Peu de progrès au niveau mondial 

Aucun des objectifs ayant trait au renforcement du leadership et de la gouvernance dans le domaine de la santé mentale, à la prestation de services de santé mentale dans un cadre communautaire, à la promotion et à la prévention de la santé mentale et au renforcement des systèmes d’information n’était sur le point d’être atteint.
D’après l’Organisation mondiale de la santé, en 2020, seuls 51% des 194 États membres de l’OMS ont déclaré que leur politique ou plan en matière de santé mentale était conforme aux instruments internationaux et régionaux relatifs aux droits humains, soit bien en deçà de la cible de 80%. Et seulement 52% des pays ont atteint l’objectif relatif aux programmes de promotion et de prévention de la santé mentale, ce qui est également bien en deçà de la cible de 80%. Le seul objectif atteint pour 2020 a été une réduction du taux de suicide de 10%, mais même sur ce point, seuls 35 pays ont déclaré avoir une stratégie, une politique ou un plan de prévention spécifique.
L’OMS note, par ailleurs, que le pourcentage des budgets de santé nationaux consacrés à la santé mentale n’a guère changé au cours des dernières années, oscillant toujours autour de 2%. En outre, même lorsque les politiques et les plans comprenaient des estimations des ressources humaines et financières nécessaires, seulement 39% des pays ayant répondu ont indiqué que les ressources humaines indispensables avaient été allouées et 34% que les ressources financières requises l’avaient été.
S’agissant des soins de santé mentale, l’OMS indique que seuls 25% des pays ayant répondu remplissaient tous les critères d’intégration de la santé mentale dans les soins primaires. Bien que des progrès aient été réalisés en matière de formation et d’encadrement dans la plupart des pays, l’offre de médicaments pour les problèmes de santé mentale et les soins psychosociaux dans les services de soins de santé primaires reste limitée.

▶ Documents fournis:

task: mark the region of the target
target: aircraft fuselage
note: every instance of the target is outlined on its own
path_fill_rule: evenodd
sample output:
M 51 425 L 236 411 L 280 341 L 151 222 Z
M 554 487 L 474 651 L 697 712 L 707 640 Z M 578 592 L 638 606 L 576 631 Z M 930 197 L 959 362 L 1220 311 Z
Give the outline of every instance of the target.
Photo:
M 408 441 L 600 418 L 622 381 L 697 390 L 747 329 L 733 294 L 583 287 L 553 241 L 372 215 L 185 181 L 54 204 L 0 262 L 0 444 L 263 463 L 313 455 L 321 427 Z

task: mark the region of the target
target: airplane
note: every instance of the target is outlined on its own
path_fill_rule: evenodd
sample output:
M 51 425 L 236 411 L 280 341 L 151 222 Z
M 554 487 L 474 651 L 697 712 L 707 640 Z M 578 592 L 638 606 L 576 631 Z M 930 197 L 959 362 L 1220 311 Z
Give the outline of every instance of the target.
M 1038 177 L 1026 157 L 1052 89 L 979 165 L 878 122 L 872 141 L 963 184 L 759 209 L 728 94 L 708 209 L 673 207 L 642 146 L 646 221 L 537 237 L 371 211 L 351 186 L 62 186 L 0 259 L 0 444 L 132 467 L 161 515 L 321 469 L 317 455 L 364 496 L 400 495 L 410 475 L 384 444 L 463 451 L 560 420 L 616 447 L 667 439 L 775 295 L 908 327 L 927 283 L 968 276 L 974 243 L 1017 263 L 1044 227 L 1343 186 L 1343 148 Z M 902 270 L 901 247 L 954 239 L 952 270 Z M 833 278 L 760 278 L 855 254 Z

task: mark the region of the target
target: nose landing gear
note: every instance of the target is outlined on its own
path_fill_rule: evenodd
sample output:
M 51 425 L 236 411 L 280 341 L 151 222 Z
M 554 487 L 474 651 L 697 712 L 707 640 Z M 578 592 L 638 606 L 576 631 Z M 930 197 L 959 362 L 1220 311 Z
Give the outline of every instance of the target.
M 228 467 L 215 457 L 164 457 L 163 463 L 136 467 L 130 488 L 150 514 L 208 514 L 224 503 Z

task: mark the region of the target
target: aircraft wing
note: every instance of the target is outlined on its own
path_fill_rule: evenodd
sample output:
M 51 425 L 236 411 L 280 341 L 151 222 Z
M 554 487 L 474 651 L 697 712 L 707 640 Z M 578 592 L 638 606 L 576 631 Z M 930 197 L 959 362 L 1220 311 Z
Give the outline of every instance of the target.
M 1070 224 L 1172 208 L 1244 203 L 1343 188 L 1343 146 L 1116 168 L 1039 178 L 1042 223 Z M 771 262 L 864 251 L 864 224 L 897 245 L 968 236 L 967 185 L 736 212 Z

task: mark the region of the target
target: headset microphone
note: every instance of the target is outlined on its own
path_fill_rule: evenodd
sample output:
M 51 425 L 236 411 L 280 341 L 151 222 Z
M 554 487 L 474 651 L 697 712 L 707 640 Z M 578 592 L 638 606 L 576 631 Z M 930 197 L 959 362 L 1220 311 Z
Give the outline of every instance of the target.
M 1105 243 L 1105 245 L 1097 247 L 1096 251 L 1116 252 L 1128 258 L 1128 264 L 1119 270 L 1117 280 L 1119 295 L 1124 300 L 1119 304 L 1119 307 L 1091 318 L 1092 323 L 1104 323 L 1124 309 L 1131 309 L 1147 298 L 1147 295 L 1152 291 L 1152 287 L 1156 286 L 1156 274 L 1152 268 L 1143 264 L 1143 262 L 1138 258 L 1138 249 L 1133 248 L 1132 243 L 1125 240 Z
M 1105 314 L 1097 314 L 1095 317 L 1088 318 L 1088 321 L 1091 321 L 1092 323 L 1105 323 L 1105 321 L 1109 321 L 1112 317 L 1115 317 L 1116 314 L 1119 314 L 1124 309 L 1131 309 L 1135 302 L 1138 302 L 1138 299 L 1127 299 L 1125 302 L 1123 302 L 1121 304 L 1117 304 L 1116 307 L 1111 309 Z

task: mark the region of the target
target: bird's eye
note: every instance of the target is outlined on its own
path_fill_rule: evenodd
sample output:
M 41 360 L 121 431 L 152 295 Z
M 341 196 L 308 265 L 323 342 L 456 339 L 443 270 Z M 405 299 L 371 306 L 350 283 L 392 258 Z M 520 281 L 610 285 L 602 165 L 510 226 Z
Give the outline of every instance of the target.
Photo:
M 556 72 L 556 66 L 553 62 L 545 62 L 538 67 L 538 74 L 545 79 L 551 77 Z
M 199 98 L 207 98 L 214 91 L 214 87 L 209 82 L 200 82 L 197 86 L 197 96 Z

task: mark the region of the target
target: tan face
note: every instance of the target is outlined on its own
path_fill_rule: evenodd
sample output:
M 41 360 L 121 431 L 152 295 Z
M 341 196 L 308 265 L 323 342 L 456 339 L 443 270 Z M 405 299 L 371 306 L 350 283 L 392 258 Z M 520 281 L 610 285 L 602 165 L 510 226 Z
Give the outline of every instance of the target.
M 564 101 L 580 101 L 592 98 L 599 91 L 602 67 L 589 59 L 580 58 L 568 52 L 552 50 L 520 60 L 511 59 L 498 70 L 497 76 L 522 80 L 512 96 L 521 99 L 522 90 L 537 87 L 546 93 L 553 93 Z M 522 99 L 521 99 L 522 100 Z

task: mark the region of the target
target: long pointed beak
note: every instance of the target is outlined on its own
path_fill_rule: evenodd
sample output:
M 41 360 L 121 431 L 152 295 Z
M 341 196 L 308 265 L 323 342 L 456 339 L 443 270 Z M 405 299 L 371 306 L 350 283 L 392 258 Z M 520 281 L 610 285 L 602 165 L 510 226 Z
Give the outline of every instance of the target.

▶ Exercices à faire:
[1] Relevez, dans le texte sur la santé mentale, tous les domaines dont les objectifs n'étaient pas sur le point d'être atteints.
[2] Prolongez le texte sur la santé mentale en rédigeant le paragraphe qui suit sa dernière phrase.

▶ Réponses par exercice:
[1]
- le renforcement du leadership et de la gouvernance dans le domaine de la santé mentale
- la prestation de services de santé mentale dans un cadre communautaire
- la promotion et la prévention de la santé mentale
- le renforcement des systèmes d'information

[2]
La stigmatisation, principal obstacle au traitement

Les préjugés sur les maladies psychiatriques font partie des principaux freins qui empêchent le développement des programmes de santé mentale au Maroc et l’accès au traitement de qualité. «Pour améliorer la situation de la santé mentale au Maroc, il faut commencer par reconnaître que la maladie mentale existe et qu’elle représente un handicap majeur pour le développement d’un individu, mais aussi de l’ensemble de la société. Si la santé mentale d’une société et son équilibre ne sont pas bons, alors n’attendez pas des citoyens qu’ils soient dans une optimisation de leurs compétences. Le bien-être psychique d’une société est déterminant pour son développement économique, social, politique, culturel, etc. Il est donc essentiel de reconnaître le problème et sa gravité. La maladie mentale est un fléau, un drame», souligne Dr Hachem Tyal, psychiatre et psychanalyste. «L’Organisation mondiale de la santé reconnaît les maladies mentales comme étant les maladies les plus graves qui existent, à l’instar de la schizophrénie, de la bipolarité ou de la névrose obsessionnelle dans ses formes graves. Ces maladies entraînent des souffrances chroniques pour la vie de nombreuses familles. En outre, on se retrouve devant cette difficulté, au sein de notre société notamment, de reconnaître la maladie mentale. Nous avons du mal à voir une maladie, car nous avons du mal à imaginer que nous puissions nous-mêmes être dedans. Il y a un processus de dénégation qui s’installe et nous préférons expliquer cette situation de maladie mentale par autre chose. On refuse de l’admettre. C’est comme ces personnes qui sont victimes de burn out dans des entreprises : leur patron vient les voir pour leur dire «Vous allez très bien et vous n’avez pas le droit de prendre un arrêt, car vous n’êtes pas malade». On dit souvent aux personnes qui souffrent : «Ton problème c’est le manque de foi en Dieu, car tu as une famille, tu as du travail, mais tu ne vas pas bien». C’est comme si l’on disait à cette personne : parce que tu as tout, tu n’as pas le droit d’être malade !», ajoute Tyal.